# [Görevler ve Alıştırmalar]
[A] Din konulu sayfa alıntısında "Din insanlığın varoluşuyla" ifadesinden başlayıp "türleri de mevcuttur." ifadesi de dahil olmak üzere oraya kadar uzanan kısmı aynen yeniden yazar mısın?
[B] Din konulu sayfa alıntısına göre şu soruları yanıtlar mısın?
(i) Din neyle yaşıttır?
(ii) Yeryüzünde ne kadar dini inanç mevcuttur?
(iii) Bu inançlar hangi bakımdan farklılık gösterir?
[C] Din konulu sayfa alıntısının devamını, son cümlesinden sonra gelecek şekilde yazarak tamamlar mısın?

Din insanlığın varoluşuyla yaşıt olan insanın hayatını düzenleyen, belirli ahlaki kurallar çerçevesinde yaşamasını ve kendi acizliğini bilmesini sağlayan, bununla birlikte sonu olan bu dünyada sonsuzluk uğruna çabalamayı ve gerektiğinde bir şeyleri feda etmeyi öğreten bir unsurdur.

Yeryüzünde onlarca hatta yüzlerce dini inanç mevcuttur. Bu inançlar bölgesel olarak farklılık göstermekle beraber birbirine yakın ve benzeyen türleri de mevcuttur.

# [Derlenen Veriler]
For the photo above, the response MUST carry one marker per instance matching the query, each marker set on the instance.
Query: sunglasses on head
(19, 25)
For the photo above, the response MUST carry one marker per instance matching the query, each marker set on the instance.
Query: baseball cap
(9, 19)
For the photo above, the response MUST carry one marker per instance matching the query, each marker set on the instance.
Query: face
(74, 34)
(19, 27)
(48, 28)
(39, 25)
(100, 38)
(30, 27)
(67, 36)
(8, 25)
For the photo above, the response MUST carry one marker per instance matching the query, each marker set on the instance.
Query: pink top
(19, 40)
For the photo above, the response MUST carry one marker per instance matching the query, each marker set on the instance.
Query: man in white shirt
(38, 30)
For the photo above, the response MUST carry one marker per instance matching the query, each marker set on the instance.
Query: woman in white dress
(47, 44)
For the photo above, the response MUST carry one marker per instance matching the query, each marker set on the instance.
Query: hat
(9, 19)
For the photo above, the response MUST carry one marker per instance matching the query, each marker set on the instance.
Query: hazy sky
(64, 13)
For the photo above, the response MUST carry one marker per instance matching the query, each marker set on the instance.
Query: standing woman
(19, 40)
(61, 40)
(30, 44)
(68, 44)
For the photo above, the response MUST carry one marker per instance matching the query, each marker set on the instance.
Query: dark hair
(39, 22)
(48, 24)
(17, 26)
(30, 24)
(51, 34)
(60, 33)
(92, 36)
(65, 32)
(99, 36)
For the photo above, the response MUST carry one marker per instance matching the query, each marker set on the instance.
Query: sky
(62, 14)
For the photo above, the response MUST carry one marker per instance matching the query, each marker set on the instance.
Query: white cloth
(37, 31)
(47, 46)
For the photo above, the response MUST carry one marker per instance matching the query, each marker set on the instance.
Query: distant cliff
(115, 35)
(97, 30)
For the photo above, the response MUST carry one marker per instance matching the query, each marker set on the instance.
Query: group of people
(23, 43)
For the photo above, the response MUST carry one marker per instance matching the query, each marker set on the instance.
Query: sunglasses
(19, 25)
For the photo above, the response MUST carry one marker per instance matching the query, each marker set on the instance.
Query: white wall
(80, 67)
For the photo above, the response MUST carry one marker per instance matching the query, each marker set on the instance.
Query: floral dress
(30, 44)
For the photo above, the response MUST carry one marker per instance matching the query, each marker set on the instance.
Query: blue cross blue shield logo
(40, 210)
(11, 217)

# [Cevap Anahtarı]
[A]
Din insanlığın varoluşuyla yaşıt olan insanın hayatını düzenleyen, belirli ahlaki kurallar çerçevesinde yaşamasını ve kendi acizliğini bilmesini sağlayan, bununla birlikte sonu olan bu dünyada sonsuzluk uğruna çabalamayı ve gerektiğinde bir şeyleri feda etmeyi öğreten bir unsurdur.

Yeryüzünde onlarca hatta yüzlerce dini inanç mevcuttur. Bu inançlar bölgesel olarak farklılık göstermekle beraber birbirine yakın ve benzeyen türleri de mevcuttur.

[B]
(i) İnsanlığın varoluşuyla.
(ii) Onlarca, hatta yüzlerce.
(iii) Bölgesel olarak.

[C]
Geçmiş tarihlerden itibaren birçok düşünür, filozof ve felsefeci din unsuru üzerinde birçok yazı yayınlamış ve dinin insanları baskılamak için kullanıldığını ve bir uyuşturucu olduğunu belirtmişlerdir. Bunun aksine dinin hayatı düzenlediğine insanların kendi haline bırakılmış ve kendiliğinden oluşmuş bir canlı türü olmadığını, insanların sınırlarını aşmasını, bir şey için adanmış bir ömrün, insanı güvende tuttuğuna ve öz güvenini arttırdığı düşüncesini ortaya atan, dini bir inanca sahip olan birçok düşünür, filozof ve felsefeci olmuştur.

Din yavana atılmayacak kadar üzerinde dikkat edilmesi gereken bir unsurdur. Dinin başkaları tarafından olduğundan farklı olarak bir çıkar uğruna kullanılması insanların sömürülmesine ve bu dünyadan tamamen soyutlanmasına neden olabilir.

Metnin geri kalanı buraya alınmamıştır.